Task:
Repeat all the data that appears below, keeping it exact.

Data to use:

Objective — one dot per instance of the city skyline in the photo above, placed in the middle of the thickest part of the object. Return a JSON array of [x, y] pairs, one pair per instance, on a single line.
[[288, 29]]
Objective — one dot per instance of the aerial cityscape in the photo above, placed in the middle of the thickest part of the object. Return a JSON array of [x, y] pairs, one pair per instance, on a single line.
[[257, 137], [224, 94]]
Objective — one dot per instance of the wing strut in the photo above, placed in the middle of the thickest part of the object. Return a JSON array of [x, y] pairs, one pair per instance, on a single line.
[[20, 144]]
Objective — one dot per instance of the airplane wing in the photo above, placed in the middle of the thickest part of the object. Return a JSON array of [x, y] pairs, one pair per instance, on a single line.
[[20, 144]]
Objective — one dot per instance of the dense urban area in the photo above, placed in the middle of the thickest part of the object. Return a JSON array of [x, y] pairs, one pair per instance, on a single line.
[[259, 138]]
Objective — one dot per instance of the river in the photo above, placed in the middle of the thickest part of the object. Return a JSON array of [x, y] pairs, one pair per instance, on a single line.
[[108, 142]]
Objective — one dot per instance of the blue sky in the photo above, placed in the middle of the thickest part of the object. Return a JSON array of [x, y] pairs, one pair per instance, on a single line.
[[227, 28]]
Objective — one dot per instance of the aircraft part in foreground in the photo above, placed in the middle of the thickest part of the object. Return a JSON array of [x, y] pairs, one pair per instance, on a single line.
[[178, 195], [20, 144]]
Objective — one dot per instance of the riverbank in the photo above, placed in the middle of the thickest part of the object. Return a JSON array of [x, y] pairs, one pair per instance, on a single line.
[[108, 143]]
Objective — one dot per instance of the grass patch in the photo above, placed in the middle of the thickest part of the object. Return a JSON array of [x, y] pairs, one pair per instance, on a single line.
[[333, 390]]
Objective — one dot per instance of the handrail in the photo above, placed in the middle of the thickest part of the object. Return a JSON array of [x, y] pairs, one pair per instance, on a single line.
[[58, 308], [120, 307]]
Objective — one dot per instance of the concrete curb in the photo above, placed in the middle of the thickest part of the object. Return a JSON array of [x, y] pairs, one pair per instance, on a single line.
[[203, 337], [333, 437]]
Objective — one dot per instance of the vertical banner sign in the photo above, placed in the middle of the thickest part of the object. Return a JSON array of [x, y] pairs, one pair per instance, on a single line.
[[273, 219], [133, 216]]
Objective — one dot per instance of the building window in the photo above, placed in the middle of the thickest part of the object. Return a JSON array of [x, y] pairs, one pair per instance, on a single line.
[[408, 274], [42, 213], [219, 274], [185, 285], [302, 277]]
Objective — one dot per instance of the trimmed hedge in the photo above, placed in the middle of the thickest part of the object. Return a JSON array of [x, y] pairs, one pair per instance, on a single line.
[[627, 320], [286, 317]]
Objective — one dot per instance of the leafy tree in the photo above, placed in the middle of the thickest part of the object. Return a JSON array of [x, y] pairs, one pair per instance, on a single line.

Response:
Objective — one dot per instance of the city skyline in the photo above, placed in the middle of the thickest part of the object. Return a JSON array of [x, y] pairs, one pair per instance, on a single line.
[[288, 29]]
Objective — one dot per instance of the aerial cityscape in the photo above, placed in the middle of the thickest part of the object. Return a JSON array of [x, y] pairs, one pair per instance, on a single line.
[[257, 137], [224, 94]]
Objective — one dot per instance of the wing strut in the photo above, placed in the middle of the thickest part of the object. Return a JSON array of [x, y] pairs, one pair per instance, on a single line.
[[20, 144]]
Objective — one dot per instance of the airplane wing in the photo above, placed in the middle of the thickest part of the object. Return a JSON array of [x, y] pairs, one pair per instance, on a single line.
[[20, 144]]
Objective — one dot per instance of the dense urban area in the photo above, placed in the middle of the thickest part of the object. Return a JSON array of [x, y] pairs, one pair per instance, on a single line.
[[259, 138]]
Objective — one dot per instance of the river in the photo above, placed in the middle of the thickest part of the object. Return a JSON array of [x, y] pairs, one pair per instance, on a single line.
[[108, 142]]
Objective — one dot per instance of the blue sky in the photo above, placed in the middle of the thickest part of the object. Return a JSON array of [x, y] pairs, one pair per instance, on a single line.
[[227, 28]]
Objective — one dot per instance of the aircraft part in foreground in the photo above, placed in the middle of the thickest part of the object. Return a JSON array of [x, y] pairs, one pair per instance, on a single line.
[[178, 195], [20, 144]]
Objective — one dot per instance of the riverbank in the photo above, placed in the middle of the thickest part of the object. Return a JSON array of [x, y] pairs, one pair per instance, on a single line.
[[108, 143]]
Objective — one dot per instance of the grass patch in the photo above, placed in the middle of the thickest part of the object. Return a JSON array of [x, y] pairs, one pair per instance, on a single line.
[[333, 390]]
Objective — one dot per instance of the handrail in the photo above, placed in the middle of the thickest part of the object. Return a JSON array of [x, y] pairs, one pair per instance, on a single line.
[[58, 308], [120, 307]]
Objective — one dot per instance of the concrete curb in the photo above, placed in the middle of the thickest part of the object. Return a JSON array of [x, y] pairs, one pair per instance, on a single line.
[[203, 337], [333, 437]]
Objective — one dot per instance of the vertical banner sign in the photo above, placed in the middle of the thickest part of the object. Return a JSON array of [x, y] pairs, one pair per instance, on a single line.
[[273, 219], [133, 216]]
Objective — one dot per instance of the building window in the photo above, placed in the middle of the thickest part of the object. Return a JSON array of [x, y] pairs, one pair per instance, on a single line.
[[408, 274], [42, 213], [219, 274], [185, 285], [302, 277]]
Objective — one dot per instance of the trimmed hedge in the photo above, placed in the middle of the thickest part of the object. Return a JSON array of [x, y] pairs, one pair per instance, on a single line.
[[627, 320], [286, 317]]
Objective — one dot per instance of the leafy tree in the photo above, placed in the middle of the thickest part of the object. Return a JSON array of [x, y] pairs, one pair per instance, on a single line.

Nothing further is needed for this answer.